> Questions:
A – Summarize the news report on the Minnesota Sex Offender Program suicide in two sentences.
B – Write out the passage of the news report on the sex offender program suicide from "Messer was civilly" up to and including "conduct in 2007.".

> Text under study:
Rupa Shenoy, MPR News 90.3 FM, Published August 10 2013
Sex offender program reports first suicideA man committed to the Minnesota Sex Offender Program took his own life last weekend, Minnesota Department of Human Services officials said Monday. It was the first suicide in the program’s history.
The 45-year-old man died Aug. 3 at the program’s Moose Lake facility after an apparent suicide attempt the day before, DHS Deputy Commissioner Anne Barry said.
“We have natural deaths – we have people who have died of cancers and other diseases – but this is the first – as far as we know – this is the only suicide in the history of the sex offender treatment program,” Barry said.
Several other offenders at Moose Lake identified the man as Ray Messer.
Messer was civilly committed to the state’s treatment program after two criminal sexual conduct convictions: fifth-degree criminal sexual conduct in 1991 and second-degree criminal sexual conduct in 2007.

> Supplied records:
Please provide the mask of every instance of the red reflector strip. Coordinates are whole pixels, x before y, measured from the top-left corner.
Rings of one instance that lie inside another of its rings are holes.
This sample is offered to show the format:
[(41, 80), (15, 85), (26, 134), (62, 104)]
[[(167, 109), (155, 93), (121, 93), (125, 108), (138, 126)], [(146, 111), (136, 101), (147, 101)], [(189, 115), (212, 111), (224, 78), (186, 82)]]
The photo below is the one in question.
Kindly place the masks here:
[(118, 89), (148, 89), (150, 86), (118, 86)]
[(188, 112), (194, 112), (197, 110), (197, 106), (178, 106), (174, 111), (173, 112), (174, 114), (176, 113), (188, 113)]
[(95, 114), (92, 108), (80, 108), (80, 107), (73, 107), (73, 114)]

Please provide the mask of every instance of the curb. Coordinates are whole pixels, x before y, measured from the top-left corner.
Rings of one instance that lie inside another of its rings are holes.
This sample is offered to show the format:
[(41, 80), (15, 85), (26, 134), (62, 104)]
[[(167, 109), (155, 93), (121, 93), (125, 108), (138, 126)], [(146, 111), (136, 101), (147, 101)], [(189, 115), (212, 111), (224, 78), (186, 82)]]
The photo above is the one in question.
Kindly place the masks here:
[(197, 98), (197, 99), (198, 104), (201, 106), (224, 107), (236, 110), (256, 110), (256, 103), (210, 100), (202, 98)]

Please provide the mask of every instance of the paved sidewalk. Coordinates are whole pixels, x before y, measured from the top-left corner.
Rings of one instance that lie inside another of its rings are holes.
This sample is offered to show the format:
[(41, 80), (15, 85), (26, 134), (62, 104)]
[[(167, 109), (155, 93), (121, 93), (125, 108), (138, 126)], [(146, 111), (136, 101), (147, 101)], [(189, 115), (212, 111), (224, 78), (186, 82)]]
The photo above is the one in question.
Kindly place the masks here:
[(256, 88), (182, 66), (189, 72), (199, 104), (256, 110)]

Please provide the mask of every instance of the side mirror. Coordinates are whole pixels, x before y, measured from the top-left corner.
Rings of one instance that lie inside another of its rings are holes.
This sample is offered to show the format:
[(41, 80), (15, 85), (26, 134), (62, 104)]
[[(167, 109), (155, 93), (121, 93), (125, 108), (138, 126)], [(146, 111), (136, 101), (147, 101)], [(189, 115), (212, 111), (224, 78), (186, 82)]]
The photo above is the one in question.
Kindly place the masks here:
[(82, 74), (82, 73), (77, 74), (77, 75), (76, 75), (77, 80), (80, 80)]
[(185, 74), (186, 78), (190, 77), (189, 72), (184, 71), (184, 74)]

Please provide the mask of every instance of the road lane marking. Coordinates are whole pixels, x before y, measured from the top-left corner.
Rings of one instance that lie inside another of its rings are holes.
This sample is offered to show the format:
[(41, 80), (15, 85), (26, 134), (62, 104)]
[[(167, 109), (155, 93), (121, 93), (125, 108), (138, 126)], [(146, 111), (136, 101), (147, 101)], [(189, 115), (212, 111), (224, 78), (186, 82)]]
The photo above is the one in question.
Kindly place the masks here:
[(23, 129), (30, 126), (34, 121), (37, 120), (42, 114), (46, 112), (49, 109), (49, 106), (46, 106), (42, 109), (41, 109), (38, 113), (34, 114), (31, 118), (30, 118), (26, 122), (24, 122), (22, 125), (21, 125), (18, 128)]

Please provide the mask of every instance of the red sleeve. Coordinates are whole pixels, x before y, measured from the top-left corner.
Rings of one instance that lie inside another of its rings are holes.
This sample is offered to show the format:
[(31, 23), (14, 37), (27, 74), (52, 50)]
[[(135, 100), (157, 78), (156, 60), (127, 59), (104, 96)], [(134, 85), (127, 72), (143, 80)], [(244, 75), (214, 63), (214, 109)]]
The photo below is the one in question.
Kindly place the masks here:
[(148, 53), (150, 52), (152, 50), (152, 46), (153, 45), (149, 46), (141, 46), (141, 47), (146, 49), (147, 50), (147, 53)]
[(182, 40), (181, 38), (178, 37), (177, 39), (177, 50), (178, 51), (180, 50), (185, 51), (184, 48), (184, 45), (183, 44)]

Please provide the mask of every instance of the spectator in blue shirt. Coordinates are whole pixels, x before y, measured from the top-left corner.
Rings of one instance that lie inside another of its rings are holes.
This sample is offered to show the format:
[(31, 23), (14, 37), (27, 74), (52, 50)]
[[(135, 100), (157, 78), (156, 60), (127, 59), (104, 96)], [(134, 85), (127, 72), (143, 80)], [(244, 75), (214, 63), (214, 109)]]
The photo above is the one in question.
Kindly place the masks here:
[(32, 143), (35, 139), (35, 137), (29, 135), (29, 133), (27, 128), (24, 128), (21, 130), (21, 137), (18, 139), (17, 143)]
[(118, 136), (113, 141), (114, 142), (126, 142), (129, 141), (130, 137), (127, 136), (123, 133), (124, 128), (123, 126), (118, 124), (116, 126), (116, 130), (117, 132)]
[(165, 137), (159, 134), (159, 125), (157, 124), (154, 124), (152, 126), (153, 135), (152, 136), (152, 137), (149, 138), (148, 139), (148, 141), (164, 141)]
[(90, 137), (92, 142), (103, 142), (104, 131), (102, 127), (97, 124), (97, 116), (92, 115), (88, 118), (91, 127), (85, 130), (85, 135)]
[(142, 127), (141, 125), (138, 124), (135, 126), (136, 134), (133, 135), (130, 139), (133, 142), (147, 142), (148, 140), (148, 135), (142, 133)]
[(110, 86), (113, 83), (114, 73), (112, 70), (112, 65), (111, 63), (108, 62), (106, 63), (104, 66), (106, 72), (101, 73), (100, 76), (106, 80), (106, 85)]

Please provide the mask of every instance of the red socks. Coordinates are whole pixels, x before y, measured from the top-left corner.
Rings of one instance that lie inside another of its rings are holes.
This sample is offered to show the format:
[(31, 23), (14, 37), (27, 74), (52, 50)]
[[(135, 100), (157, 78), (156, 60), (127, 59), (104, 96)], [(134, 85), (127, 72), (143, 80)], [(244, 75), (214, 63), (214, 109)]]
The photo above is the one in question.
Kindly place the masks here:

> Answers for each item:
A – A 45-year-old man committed to the Minnesota Sex Offender Program died Aug. 3 at its Moose Lake facility after an apparent suicide attempt the day before, and Minnesota Department of Human Services officials said it was the first suicide in the program's history. Other offenders identified him as Ray Messer, who was civilly committed after convictions for fifth-degree criminal sexual conduct in 1991 and second-degree criminal sexual conduct in 2007.

B –
Messer was civilly committed to the state’s treatment program after two criminal sexual conduct convictions: fifth-degree criminal sexual conduct in 1991 and second-degree criminal sexual conduct in 2007.